(Directive) Reproduce every entry below, replacing each occurrence of "rough mask" with "coarse mask" and leaving all other text unchanged.

The data: Begin

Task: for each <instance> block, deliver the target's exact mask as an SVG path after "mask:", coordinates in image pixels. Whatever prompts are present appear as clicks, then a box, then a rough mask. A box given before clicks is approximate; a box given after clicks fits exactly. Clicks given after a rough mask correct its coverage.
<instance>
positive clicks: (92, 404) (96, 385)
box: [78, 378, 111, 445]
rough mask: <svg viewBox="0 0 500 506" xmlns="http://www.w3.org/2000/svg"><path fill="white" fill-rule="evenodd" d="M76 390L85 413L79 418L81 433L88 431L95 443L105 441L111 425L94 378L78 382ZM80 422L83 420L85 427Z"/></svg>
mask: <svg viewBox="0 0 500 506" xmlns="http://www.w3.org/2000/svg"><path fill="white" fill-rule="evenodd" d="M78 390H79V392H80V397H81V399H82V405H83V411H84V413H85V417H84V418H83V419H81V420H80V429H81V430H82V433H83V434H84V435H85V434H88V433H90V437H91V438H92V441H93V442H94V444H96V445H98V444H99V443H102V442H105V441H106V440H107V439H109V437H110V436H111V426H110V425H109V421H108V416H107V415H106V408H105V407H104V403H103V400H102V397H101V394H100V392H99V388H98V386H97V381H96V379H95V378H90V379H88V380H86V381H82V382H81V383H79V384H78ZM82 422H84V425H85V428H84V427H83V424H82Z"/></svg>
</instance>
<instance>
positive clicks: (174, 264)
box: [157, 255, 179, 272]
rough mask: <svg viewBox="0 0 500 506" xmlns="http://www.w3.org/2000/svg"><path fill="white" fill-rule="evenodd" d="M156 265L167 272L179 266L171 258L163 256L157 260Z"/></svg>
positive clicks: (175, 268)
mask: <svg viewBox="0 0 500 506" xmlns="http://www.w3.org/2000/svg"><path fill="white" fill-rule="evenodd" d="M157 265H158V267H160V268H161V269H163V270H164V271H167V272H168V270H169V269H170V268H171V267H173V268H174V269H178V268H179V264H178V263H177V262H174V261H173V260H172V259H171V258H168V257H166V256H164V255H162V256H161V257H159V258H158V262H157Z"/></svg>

The data: End

(Problem solution)
Task: for each <instance> block, deliver the target's exact mask as an SVG path after "mask:", coordinates in image pixels. Whatever prompts are present appear as clicks, then a box, then a coarse mask. A box given before clicks is approximate; a box given after clicks fits exactly. Clicks given after a coarse mask correct its coverage.
<instance>
positive clicks: (92, 404) (96, 385)
box: [78, 378, 111, 445]
coarse mask: <svg viewBox="0 0 500 506" xmlns="http://www.w3.org/2000/svg"><path fill="white" fill-rule="evenodd" d="M76 390L85 413L79 418L81 433L88 431L95 443L105 441L111 425L94 378L78 382ZM80 422L83 420L85 427Z"/></svg>
mask: <svg viewBox="0 0 500 506" xmlns="http://www.w3.org/2000/svg"><path fill="white" fill-rule="evenodd" d="M78 390H79V392H80V397H81V399H82V405H83V411H84V413H85V417H84V418H83V419H81V420H80V429H81V430H82V433H83V434H84V435H85V434H88V433H90V437H91V438H92V441H93V442H94V444H96V445H98V444H99V443H102V442H105V441H106V440H107V439H109V437H110V436H111V426H110V425H109V421H108V416H107V415H106V408H105V407H104V403H103V400H102V397H101V394H100V392H99V388H98V386H97V381H96V379H95V378H90V379H88V380H86V381H82V382H81V383H79V384H78ZM82 422H84V425H85V428H84V427H83V424H82Z"/></svg>
</instance>
<instance>
positive clicks: (174, 264)
box: [157, 255, 179, 272]
coarse mask: <svg viewBox="0 0 500 506" xmlns="http://www.w3.org/2000/svg"><path fill="white" fill-rule="evenodd" d="M156 265L167 272L179 266L171 258L163 256L157 260Z"/></svg>
positive clicks: (175, 268)
mask: <svg viewBox="0 0 500 506" xmlns="http://www.w3.org/2000/svg"><path fill="white" fill-rule="evenodd" d="M157 265H158V267H160V268H161V269H163V270H164V271H167V272H168V270H169V269H170V268H171V267H173V268H174V269H178V268H179V264H178V263H177V262H174V261H173V260H172V259H171V258H168V257H166V256H164V255H162V256H161V257H159V258H158V262H157Z"/></svg>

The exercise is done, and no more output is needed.